Fragmento proporcionado:
========================================================================

RESONAR DE LA PALABRA - Evangelio según San Lucas 8,19-21

 


Evangelio según San Lucas 8,19-21
Su madre y sus hermanos fueron a verlo, pero no pudieron acercarse a causa de la multitud.

Entonces le anunciaron a Jesús: "Tu madre y tus hermanos están ahí afuera y quieren verte".

Pero él les respondió: "Mi madre y mis hermanos son los que escuchan la Palabra de Dios y la practican".


RESONAR DE LA PALABRA

Queridos amigos:

Con lo importante que es la sangre. La ley de la sangre nos hace familia, crea vínculos imborrables, es el fundamento último de amor y seguridad, cuando tantas cosas fallan. La sangre nos trae las palabras más bellas y profundas: la madre, el padre, los hermanos. Entonces, ¿por qué Jesús da ese quiebro desde la sangre a la conducta y actitudes? “Mi madre y mis hermanos son los que escuchan la palabra de Dios y la cumplen”, subraya contundentemente. Pero aplicamos la lupa sobre el texto, y comprendemos que lo que reviste formas de algún rechazo posee un sentido de elogio y alabanza: grande es dar la sangre, pero todavía más grande lo es cuando se da desde la fe y la confianza en Dios. Es decir, en la Madre de la sangre, se verifica, de modo inigualable, esa escucha y cumplimiento de la palabra del Señor. Como en el Antiguo Testamento: no eran pueblo de Dios por la raza sino por la elección amorosa y providente de Dios.

========================================================================

[Filas de un conjunto de datos]
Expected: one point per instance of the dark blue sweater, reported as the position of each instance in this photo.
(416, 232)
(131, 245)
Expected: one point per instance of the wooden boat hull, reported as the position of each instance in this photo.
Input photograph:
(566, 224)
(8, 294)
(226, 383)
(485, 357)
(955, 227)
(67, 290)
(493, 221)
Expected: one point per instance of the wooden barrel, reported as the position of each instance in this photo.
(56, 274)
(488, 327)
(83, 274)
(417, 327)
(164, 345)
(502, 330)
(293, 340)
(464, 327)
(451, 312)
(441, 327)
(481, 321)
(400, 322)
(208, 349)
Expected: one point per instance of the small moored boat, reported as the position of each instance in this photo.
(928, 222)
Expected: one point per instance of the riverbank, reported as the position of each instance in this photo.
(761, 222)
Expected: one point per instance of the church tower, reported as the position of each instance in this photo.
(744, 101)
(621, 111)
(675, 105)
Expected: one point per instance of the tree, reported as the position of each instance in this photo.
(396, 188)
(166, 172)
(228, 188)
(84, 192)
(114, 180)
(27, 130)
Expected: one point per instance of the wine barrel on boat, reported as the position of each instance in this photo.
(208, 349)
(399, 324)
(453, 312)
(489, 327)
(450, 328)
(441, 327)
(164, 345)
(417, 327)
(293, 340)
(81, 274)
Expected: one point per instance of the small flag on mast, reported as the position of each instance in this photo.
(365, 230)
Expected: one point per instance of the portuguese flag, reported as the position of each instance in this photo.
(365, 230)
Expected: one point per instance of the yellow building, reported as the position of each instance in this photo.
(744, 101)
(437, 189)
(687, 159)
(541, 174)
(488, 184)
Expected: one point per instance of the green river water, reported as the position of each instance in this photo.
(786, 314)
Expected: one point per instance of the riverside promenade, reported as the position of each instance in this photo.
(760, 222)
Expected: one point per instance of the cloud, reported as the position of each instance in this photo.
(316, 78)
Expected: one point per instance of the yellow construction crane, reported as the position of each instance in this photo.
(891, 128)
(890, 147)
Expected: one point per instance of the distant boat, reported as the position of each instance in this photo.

========================================================================

Enunciado: Copia literalmente, por favor, la parte del fragmento sobre el Evangelio de Lucas que empieza con las palabras "RESONAR DE LA PALABRA - Evangelio" y termina con "de la multitud.". Basta con el fragmento; las entradas no hacen falta.

Solución:
RESONAR DE LA PALABRA - Evangelio según San Lucas 8,19-21

 


Evangelio según San Lucas 8,19-21
Su madre y sus hermanos fueron a verlo, pero no pudieron acercarse a causa de la multitud.